*BRANO DI PARTENZA*:
84 CONDIVISIONI
video suggerito
video suggerito

Con CHEOPS anche l’Italia a caccia di pianeti simili alla Terra

La nuova missione spaziale dell’ESA – con un significativo contributo italiano – sarà lanciata nel 2017 per cercare le cosiddette “super-Terre”.
A cura di Roberto Paura
84 CONDIVISIONI
CHEOPS

La scoperta di nuovi pianeti extrasolari riempie ormai quasi quotidianamente le pagine dei giornali. Ed è solo l’inizio di un’epoca che gli astronomi definiscono senza dubbio la più eccitante dai tempi in cui Galileo iniziò a puntare il suo cannocchiale verso il cielo. Il perfezionamento delle tecniche d’osservazione promette miracoli, e il catalogo attuale di esopianeti – circa 800 confermati – è destinato ad aumentare a ritmi vertiginosi. Così, non c’è da stupirsi se l’ESA, l’Agenzia spaziale europea, ha deciso di dedicare la sua prossima missione scientifica di piccola taglia proprio alla ricerca di nuovi mondi quanto più possibile simili alla Terra. Le cosiddette “super-Terre”, pianeti rocciosi come il nostro ma di massa maggiore (da due a venti volte superiore a quella terrestre), costituiscono infatti i candidati più ambiti: più piccoli e difficili da osservare dei giganti gassosi, hanno tuttavia significative chance di poter trovarsi nella fascia abitabile che li renderebbe adatti alla vita.

*LAVORO RICHIESTO*: Riprendi l'articolo sulla missione CHEOPS e proseguilo a partire dall'ultima frase riportata.

*RIGHE*:

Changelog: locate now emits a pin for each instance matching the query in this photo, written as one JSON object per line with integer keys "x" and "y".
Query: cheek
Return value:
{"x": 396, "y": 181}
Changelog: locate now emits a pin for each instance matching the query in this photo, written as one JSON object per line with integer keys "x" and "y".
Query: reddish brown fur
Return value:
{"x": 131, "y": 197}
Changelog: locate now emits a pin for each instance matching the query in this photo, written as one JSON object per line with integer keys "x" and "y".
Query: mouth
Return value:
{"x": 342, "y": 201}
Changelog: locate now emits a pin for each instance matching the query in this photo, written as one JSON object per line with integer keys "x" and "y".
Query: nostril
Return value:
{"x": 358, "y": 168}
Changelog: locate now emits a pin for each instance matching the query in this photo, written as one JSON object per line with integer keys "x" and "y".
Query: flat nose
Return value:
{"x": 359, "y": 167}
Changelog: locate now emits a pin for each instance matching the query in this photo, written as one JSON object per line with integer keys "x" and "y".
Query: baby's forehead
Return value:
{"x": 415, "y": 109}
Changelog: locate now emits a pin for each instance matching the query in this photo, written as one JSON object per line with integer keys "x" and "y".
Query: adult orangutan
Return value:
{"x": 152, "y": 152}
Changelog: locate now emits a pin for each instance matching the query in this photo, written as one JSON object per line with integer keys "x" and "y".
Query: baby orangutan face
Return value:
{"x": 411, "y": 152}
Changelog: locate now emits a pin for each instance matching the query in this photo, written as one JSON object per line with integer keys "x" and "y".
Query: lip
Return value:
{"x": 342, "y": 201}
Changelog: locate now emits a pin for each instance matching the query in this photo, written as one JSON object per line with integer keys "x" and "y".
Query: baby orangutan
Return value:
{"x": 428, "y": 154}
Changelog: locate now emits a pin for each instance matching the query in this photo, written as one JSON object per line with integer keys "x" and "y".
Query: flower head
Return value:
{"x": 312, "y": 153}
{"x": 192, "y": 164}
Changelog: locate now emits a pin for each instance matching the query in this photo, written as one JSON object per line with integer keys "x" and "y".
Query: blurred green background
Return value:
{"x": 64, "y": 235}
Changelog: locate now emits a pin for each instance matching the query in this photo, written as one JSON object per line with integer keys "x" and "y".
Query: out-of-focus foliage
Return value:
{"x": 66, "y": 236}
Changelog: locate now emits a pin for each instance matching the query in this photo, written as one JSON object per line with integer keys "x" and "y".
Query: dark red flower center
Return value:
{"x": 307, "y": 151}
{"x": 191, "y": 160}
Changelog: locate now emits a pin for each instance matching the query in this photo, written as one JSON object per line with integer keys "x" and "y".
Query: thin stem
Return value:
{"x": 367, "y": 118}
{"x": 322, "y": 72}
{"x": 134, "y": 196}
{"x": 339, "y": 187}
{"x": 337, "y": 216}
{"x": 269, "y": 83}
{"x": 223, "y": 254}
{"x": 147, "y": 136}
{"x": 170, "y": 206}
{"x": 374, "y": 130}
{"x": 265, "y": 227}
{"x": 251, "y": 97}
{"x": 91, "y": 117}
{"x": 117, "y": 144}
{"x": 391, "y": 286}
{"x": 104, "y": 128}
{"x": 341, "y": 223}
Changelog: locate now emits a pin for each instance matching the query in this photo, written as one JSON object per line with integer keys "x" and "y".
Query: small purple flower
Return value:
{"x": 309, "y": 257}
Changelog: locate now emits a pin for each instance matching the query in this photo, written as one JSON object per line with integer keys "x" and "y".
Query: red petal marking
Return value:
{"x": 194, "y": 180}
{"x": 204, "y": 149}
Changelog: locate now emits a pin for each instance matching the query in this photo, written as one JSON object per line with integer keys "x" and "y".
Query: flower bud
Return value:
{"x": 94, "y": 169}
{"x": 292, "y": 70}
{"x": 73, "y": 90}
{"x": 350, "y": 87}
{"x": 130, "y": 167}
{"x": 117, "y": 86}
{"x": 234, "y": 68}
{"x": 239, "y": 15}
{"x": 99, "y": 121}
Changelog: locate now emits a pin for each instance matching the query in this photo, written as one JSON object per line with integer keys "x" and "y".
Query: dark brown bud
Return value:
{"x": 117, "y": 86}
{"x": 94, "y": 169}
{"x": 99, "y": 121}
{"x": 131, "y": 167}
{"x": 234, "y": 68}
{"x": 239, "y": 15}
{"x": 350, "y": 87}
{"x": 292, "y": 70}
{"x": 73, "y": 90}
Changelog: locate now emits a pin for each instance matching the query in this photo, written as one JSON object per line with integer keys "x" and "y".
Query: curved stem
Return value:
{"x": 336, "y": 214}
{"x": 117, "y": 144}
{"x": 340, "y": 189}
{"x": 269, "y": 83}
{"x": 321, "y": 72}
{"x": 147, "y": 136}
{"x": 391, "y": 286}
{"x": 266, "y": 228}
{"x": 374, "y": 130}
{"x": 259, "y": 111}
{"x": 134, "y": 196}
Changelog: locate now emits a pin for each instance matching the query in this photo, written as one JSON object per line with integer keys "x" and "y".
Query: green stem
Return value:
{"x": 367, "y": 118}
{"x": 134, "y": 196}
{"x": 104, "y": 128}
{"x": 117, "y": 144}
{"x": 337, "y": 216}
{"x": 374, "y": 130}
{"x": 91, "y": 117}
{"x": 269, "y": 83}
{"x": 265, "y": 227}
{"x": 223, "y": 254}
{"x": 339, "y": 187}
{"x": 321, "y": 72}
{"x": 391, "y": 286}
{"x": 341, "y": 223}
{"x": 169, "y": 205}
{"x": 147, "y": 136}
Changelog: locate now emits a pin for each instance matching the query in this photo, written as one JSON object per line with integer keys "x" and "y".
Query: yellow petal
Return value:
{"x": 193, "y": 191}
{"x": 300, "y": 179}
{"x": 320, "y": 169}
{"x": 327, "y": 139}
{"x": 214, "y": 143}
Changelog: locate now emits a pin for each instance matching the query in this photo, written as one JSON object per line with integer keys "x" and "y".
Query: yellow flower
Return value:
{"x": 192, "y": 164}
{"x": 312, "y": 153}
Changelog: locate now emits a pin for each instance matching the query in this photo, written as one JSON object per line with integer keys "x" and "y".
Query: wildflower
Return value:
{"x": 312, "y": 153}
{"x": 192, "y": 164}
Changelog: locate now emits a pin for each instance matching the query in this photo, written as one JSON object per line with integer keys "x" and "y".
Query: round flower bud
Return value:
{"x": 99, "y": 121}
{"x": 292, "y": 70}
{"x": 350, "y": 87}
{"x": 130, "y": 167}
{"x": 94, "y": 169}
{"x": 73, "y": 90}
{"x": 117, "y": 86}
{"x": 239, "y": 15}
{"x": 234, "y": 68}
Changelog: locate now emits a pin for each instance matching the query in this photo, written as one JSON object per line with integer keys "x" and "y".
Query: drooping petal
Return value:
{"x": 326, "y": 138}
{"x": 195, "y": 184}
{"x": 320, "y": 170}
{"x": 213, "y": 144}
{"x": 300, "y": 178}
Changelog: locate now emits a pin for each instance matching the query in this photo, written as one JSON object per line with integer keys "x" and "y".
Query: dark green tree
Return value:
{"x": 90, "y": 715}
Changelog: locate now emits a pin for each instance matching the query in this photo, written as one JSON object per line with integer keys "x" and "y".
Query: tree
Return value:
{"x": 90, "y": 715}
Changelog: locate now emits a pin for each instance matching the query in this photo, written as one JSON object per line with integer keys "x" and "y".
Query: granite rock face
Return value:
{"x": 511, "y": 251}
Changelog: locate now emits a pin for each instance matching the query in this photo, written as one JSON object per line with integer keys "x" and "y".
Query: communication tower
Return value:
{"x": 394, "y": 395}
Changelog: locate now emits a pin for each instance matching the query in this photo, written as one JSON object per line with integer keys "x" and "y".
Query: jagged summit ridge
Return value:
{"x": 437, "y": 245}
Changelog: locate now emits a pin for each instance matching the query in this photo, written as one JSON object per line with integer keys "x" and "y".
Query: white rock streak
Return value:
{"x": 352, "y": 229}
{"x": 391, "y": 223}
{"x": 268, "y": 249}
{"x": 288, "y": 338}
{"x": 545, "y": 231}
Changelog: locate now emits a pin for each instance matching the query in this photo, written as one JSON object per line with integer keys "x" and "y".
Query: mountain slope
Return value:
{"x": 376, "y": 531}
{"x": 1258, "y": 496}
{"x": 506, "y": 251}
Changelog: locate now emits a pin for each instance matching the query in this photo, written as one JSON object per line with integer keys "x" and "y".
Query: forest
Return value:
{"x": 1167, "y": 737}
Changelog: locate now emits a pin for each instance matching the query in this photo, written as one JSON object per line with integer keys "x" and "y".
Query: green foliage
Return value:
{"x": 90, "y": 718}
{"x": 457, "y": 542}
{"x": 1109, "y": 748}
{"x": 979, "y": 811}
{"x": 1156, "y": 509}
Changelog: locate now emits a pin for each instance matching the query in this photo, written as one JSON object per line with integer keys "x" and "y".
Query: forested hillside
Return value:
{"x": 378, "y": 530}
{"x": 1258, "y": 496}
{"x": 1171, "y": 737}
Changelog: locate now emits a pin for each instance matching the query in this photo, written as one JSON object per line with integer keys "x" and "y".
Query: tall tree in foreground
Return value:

*SOLUZIONE*:
Prendere le misure ai pianeti alieni

CHEOPS, nome assegnato dall’ESA alla nuova missione in partenza nel 2017, è l’acronimo di “CHaracterising ExOPlanets Satellite” ma non può non ricordare anche il famoso faraone a cui è attribuita la costruzione della celebre piramide. Come gli antichi egizi furono precisi e scrupolosi nel calcolo delle misure della piramide, così CHEOPS sarà altrettanto preciso e scrupoloso nell’analisi delle dimensioni di questi mondi alieni. La tecnica è quella più nota per scovare pianeti extrasolari: osservare una stella e individuare il transito del pianeta sul suo disco, che produce una conseguente diminuzione di luminosità. Una volta con queste tecnica si potevano scoprire solo pianeti molto grossi, sempre giganti gassosi come Giove o Saturno. Ma con l’osservatorio spaziale della NASA Kepler, che ormai ogni giorno aggiunge nuovi candidati alla sua lista, è stato compiuto un enorme passo avanti di cui beneficerà anche CHEOPS. Il satellite riuscirà infatti a distinguere pianeti di raggio da uno a sei volte quello della Terra, quindi fino alle dimensioni di Nettuno per intenderci, ma con massa tale da tradire la presenza di un pianeta roccioso e non gassoso. Una “super-Terra”, appunto.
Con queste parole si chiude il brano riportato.